Kannst du den Auszug über die Figur Aden vollständig und Wort für Wort wiedergeben?

Auszug —
* * *

John Wrays intensive Beschäftigung mit dem Islam und den
Taliban führt dazu, dass Adens Figur nie platt fanatisch
wirkt. Sie ist eine Suchende, eine Getriebene, die in ihrem bisherigen
Leben vor allem Halt und Erfüllung vermisst hat und diese im
Islam und dem "Heiligen Krieg" zu finden hofft. Sie stellt Fragen, sie
ist trotz ihrer Selbstaufgabe nie unterwürfig und erlaubt es
so dem Leser, fasziniert ihrem Weg zu folgen. Über den Sohn
ihres Lehrers kommt sie in die ersehnten Mudschahedin-Kreise und wird
Mitglied einer Truppe, die auf dem Weg nach Kandahar und in den
"Heiligen Krieg" ist. Erst hier, gegen Ende des Romans, wird durch die
Ereignisse des
11.
September alles durcheinandergewirbelt.

* * *

Datensatzauszüge zum Zeigen auf Objekte
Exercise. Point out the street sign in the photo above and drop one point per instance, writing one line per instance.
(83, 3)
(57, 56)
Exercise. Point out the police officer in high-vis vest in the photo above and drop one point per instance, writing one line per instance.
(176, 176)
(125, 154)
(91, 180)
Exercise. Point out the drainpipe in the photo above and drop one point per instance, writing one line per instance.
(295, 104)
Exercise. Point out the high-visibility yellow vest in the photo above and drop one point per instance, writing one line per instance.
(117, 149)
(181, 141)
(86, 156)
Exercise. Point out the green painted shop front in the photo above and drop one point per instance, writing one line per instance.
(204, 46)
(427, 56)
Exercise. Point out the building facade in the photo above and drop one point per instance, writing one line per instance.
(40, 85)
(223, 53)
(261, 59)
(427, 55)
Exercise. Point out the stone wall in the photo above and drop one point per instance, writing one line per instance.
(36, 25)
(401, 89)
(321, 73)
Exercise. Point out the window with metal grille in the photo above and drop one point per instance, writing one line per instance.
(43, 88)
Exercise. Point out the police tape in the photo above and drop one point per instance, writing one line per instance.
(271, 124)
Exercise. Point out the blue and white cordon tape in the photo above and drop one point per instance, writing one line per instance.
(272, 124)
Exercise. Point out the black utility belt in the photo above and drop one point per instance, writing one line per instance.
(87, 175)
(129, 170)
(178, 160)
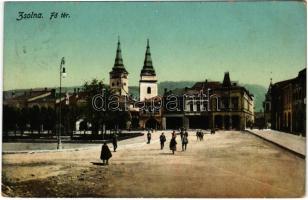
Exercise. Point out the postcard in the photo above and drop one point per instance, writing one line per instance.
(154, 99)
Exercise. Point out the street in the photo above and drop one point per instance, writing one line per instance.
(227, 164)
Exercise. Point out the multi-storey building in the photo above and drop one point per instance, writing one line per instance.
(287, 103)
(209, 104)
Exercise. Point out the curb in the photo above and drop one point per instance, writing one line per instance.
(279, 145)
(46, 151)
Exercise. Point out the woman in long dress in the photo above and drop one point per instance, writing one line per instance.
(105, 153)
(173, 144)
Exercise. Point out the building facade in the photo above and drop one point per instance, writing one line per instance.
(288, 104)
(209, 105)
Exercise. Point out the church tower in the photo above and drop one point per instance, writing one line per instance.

* * *

Schriftliche Antwort —
John Wrays intensive Beschäftigung mit dem Islam und den
Taliban führt dazu, dass Adens Figur nie platt fanatisch
wirkt. Sie ist eine Suchende, eine Getriebene, die in ihrem bisherigen
Leben vor allem Halt und Erfüllung vermisst hat und diese im
Islam und dem "Heiligen Krieg" zu finden hofft. Sie stellt Fragen, sie
ist trotz ihrer Selbstaufgabe nie unterwürfig und erlaubt es
so dem Leser, fasziniert ihrem Weg zu folgen. Über den Sohn
ihres Lehrers kommt sie in die ersehnten Mudschahedin-Kreise und wird
Mitglied einer Truppe, die auf dem Weg nach Kandahar und in den
"Heiligen Krieg" ist. Erst hier, gegen Ende des Romans, wird durch die
Ereignisse des
11.
September alles durcheinandergewirbelt.